(Énoncé 1): Relevez tous les noms propres figurant dans le texte sur les commissions d'enquête.

━━━━━ Page

De nombreux aléas

L'affaire Mulroney-Schreiber


Les apparences sont parfois trompeuses. Qu'elle soit présidée par un juge ou un magistrat retraité, une commission d'enquête n'a rien à voir avec une cour de justice. En principe, cette officine étatique n'est que le prolongement du pouvoir exécutif. En faisant rapport au gouvernement sur un problème d'intérêt public, l'organisme d'enquête est censé servir le bien commun. Tel fut le cas de la Commission Johnson sur l'effondrement d'un viaduc à Laval.

L'acte de naissance d'une commission d'enquête relève du bon vouloir d'un premier ministre. Il en va de même de la teneur du mandat qui lui est confié. L'expérience démontre qu'une commission d'enquête, contrainte de naviguer en eau trouble, aura tendance à se comporter comme un bateau ivre.
Lorgnant les premières loges, la classe journalistique salive goulûment. Dès la mise en spectacle d'une enquête publique, le problème est de savoir jusqu'où l'objectif recherché sera respecté, et à partir de quand, inversement, il sera instrumentalisé, voire perverti.

━━━━━━━━━━

(Énoncé 2): Recopiez à l'identique les lignes des entrées, depuis leur première ligne jusqu'à la ligne contenant "x=200 y=120", celle-ci comprise.

━━━━━ Données d'entrée

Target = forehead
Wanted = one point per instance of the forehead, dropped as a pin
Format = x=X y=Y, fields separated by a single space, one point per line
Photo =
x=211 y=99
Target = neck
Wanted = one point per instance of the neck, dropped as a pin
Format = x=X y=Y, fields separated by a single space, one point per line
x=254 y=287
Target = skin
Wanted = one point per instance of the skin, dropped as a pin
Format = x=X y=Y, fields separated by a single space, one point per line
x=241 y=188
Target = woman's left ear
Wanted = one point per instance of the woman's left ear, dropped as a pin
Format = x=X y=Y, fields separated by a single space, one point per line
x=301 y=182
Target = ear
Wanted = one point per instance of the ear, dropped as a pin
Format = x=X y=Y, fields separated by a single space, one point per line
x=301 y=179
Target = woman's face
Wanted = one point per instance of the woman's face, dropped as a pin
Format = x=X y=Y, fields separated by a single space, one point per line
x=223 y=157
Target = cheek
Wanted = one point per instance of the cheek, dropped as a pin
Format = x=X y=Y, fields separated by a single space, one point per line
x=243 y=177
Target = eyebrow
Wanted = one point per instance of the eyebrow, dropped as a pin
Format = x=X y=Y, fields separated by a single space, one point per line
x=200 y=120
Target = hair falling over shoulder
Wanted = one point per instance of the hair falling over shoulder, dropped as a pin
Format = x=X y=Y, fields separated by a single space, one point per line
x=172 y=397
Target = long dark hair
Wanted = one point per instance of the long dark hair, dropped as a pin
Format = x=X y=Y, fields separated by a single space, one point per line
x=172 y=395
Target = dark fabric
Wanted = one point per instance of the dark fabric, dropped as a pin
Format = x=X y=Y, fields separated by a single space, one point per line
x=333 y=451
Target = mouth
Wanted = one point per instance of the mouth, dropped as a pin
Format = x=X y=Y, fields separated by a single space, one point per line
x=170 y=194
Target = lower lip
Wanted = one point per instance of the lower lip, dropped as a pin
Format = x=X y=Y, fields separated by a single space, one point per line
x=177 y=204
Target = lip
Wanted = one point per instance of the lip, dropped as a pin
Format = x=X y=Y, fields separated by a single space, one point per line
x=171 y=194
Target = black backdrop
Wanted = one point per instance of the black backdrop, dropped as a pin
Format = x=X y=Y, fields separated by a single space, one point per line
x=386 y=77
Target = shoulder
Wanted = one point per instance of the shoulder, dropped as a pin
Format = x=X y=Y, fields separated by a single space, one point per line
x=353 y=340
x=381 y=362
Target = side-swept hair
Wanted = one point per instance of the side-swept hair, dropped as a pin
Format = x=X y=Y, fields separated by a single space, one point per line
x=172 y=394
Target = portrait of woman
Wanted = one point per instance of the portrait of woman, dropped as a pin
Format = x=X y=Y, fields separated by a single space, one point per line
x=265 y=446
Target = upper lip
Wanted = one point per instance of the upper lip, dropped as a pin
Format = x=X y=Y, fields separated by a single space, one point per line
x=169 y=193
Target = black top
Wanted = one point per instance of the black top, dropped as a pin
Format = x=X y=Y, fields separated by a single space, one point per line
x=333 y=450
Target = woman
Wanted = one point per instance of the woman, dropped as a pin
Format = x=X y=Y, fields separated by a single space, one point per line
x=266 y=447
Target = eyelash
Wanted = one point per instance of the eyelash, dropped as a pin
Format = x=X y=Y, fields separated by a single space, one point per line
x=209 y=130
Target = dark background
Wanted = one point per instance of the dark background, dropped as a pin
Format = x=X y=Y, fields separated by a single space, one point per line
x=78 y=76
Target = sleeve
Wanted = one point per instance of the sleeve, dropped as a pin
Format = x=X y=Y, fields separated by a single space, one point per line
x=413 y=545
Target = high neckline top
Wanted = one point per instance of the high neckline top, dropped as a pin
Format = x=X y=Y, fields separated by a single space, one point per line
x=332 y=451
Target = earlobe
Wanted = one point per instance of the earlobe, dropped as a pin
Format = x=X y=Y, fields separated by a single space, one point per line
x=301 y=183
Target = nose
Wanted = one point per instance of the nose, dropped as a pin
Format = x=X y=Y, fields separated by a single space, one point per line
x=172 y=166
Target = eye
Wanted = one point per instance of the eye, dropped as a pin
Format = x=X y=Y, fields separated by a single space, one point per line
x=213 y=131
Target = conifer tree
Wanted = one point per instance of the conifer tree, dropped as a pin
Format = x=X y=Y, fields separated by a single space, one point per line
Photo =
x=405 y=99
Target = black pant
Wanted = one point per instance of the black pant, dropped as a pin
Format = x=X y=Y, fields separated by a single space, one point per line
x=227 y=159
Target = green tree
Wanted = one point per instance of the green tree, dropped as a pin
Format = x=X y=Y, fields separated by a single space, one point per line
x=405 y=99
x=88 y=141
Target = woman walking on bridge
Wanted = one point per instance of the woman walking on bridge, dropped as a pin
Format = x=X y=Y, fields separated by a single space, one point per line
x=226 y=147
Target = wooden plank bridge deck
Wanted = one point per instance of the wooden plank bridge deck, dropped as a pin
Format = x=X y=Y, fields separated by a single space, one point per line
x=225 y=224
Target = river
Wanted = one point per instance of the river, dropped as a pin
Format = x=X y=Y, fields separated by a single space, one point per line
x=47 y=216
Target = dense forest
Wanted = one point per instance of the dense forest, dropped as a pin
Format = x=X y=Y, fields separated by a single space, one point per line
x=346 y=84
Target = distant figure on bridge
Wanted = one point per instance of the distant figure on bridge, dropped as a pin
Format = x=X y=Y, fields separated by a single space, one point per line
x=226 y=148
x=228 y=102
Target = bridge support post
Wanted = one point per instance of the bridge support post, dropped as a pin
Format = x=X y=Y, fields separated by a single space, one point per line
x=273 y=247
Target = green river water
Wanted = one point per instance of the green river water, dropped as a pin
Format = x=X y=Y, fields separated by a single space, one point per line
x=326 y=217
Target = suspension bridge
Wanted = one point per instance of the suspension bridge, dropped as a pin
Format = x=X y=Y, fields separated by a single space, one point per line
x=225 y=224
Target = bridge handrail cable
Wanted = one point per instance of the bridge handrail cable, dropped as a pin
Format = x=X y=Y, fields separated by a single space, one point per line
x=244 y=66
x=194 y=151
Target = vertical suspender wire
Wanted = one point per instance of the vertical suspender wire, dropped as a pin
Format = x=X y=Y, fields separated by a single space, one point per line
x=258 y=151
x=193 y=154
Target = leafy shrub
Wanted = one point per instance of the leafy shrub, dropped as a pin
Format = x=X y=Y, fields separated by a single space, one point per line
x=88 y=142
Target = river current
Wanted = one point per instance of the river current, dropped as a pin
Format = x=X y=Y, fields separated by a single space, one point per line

━━━━━━━━━━

(Solution rédigée 1):
Mulroney
Schreiber
Johnson
Laval

(Solution rédigée 2):
Target = forehead
Wanted = one point per instance of the forehead, dropped as a pin
Format = x=X y=Y, fields separated by a single space, one point per line
Photo =
x=211 y=99
Target = neck
Wanted = one point per instance of the neck, dropped as a pin
Format = x=X y=Y, fields separated by a single space, one point per line
x=254 y=287
Target = skin
Wanted = one point per instance of the skin, dropped as a pin
Format = x=X y=Y, fields separated by a single space, one point per line
x=241 y=188
Target = woman's left ear
Wanted = one point per instance of the woman's left ear, dropped as a pin
Format = x=X y=Y, fields separated by a single space, one point per line
x=301 y=182
Target = ear
Wanted = one point per instance of the ear, dropped as a pin
Format = x=X y=Y, fields separated by a single space, one point per line
x=301 y=179
Target = woman's face
Wanted = one point per instance of the woman's face, dropped as a pin
Format = x=X y=Y, fields separated by a single space, one point per line
x=223 y=157
Target = cheek
Wanted = one point per instance of the cheek, dropped as a pin
Format = x=X y=Y, fields separated by a single space, one point per line
x=243 y=177
Target = eyebrow
Wanted = one point per instance of the eyebrow, dropped as a pin
Format = x=X y=Y, fields separated by a single space, one point per line
x=200 y=120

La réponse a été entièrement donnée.